Reproduce the data below word for word, starting at the line with "find the sky" and continuing up to and including the line with "[27,128,218,151]".

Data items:

_ _ _

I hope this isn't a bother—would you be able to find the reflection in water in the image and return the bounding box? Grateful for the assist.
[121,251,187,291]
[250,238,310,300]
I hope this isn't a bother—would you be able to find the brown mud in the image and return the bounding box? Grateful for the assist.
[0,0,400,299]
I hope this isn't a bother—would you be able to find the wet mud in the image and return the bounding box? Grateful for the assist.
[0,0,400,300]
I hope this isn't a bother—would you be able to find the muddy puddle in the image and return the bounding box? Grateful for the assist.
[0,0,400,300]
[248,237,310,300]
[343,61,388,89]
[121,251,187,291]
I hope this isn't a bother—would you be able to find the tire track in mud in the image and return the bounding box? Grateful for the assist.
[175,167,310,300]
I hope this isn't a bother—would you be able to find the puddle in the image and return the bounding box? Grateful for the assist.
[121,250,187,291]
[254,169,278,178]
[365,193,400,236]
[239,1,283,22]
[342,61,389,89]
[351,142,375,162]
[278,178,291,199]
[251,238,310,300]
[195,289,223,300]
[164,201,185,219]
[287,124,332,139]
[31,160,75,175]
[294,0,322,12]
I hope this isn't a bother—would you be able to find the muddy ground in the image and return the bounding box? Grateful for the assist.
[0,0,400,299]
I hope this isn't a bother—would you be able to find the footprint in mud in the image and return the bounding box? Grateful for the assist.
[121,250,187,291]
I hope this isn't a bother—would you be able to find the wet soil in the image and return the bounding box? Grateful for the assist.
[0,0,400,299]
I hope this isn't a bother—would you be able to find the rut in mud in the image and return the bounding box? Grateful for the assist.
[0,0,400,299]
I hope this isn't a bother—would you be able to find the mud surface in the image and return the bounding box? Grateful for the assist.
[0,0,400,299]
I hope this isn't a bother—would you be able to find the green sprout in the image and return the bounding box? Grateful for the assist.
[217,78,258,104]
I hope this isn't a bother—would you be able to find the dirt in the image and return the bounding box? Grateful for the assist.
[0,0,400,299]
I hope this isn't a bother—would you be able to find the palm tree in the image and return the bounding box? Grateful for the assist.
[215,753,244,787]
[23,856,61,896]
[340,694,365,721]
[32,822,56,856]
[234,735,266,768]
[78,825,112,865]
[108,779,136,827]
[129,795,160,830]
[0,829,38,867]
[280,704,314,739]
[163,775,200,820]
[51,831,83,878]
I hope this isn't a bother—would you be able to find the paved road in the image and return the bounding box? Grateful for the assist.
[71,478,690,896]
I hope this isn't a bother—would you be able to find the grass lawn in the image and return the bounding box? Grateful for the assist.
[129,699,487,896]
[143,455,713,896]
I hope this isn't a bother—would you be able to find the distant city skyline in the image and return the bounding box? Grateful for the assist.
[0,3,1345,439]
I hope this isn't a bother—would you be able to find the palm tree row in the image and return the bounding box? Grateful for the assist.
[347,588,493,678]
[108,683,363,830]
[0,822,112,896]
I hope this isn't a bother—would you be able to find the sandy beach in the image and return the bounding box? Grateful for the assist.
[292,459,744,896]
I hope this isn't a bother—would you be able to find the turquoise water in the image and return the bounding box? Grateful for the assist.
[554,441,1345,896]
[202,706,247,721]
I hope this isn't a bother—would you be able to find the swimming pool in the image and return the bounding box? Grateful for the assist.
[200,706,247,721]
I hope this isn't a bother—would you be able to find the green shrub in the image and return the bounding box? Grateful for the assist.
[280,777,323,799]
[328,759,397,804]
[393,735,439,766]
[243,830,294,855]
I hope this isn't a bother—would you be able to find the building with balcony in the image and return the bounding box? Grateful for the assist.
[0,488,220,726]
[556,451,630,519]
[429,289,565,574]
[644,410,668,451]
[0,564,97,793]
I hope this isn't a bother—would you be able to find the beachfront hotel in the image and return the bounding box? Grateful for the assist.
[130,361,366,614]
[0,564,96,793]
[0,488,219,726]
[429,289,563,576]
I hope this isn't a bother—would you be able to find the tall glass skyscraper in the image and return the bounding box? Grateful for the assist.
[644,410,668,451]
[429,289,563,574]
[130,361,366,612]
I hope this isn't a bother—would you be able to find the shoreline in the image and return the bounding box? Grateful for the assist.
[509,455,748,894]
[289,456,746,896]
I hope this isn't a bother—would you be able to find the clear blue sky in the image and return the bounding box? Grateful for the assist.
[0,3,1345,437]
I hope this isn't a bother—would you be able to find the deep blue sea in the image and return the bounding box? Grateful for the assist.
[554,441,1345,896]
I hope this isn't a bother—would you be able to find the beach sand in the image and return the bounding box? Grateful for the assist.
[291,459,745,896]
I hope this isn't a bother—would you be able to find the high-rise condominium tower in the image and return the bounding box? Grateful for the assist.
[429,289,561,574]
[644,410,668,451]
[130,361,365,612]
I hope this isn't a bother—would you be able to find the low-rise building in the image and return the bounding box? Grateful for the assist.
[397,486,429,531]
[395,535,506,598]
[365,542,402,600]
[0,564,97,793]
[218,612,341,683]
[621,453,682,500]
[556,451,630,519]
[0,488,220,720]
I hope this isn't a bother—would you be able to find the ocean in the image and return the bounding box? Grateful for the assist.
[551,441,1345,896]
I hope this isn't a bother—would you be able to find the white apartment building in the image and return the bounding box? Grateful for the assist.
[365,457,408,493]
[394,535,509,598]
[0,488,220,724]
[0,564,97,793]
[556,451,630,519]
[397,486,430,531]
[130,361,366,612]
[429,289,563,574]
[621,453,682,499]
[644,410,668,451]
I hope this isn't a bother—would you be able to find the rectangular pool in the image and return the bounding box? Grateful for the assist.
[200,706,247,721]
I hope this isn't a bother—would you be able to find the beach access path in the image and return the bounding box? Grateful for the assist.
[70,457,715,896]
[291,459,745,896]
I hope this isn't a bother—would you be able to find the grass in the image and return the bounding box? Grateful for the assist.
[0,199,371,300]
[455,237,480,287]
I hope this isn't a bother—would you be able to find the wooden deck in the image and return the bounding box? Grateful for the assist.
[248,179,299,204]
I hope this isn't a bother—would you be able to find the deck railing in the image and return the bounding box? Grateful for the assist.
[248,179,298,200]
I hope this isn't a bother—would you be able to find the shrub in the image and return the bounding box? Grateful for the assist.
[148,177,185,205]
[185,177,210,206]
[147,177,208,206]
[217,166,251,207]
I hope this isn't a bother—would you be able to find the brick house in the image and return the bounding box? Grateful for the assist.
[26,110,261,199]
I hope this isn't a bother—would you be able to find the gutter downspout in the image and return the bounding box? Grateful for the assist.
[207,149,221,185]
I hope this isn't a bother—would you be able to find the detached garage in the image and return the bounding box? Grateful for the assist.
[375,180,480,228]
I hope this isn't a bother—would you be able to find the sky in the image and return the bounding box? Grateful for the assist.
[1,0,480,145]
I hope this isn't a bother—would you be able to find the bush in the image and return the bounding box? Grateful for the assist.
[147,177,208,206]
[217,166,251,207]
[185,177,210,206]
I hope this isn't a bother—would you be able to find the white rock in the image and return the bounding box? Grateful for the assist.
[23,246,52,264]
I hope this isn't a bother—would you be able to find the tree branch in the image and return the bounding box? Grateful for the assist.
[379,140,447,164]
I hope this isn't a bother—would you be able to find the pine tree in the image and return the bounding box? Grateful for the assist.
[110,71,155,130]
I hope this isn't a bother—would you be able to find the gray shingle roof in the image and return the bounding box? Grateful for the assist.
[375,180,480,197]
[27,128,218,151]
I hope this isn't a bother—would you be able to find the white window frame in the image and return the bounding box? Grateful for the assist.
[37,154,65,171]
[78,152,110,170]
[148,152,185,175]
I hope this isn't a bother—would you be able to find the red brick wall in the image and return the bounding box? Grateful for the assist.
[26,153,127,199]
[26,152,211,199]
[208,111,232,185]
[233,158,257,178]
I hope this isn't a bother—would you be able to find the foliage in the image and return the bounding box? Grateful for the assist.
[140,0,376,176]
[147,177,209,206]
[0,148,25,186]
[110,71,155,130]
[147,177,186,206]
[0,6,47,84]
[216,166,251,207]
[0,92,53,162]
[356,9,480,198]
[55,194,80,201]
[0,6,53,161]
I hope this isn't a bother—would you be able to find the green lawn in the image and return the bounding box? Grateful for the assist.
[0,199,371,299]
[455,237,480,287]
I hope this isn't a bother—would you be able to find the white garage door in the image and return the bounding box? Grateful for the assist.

_ _ _

Exercise response:
I hope this isn't a bother—would you be able to find the sky in the image and return the bounding box? Grateful for the assist.
[1,0,480,145]
I hope this isn't a bother—would you be able to find the bush in the image and return the bounding box? Grateful for the assist.
[147,177,208,206]
[217,166,251,207]
[185,177,210,206]
I hope this isn't a bother—would you be able to find the white rock in the image and return the bounding box? Grateful for the assist.
[23,246,52,264]
I hope this isn't a bother—would you be able to find the tree branch in the image and return the bounding box? Grateful for the assist.
[379,140,447,164]
I hope this isn't a bother—would you be able to find the pine tree in the image and return the bounding box? Grateful for the assist.
[110,71,155,130]
I hope this isn't a bother—would you be able to find the gray shingle roof in the image and return the bounding box? Grateful for the assist.
[375,180,480,197]
[27,128,218,151]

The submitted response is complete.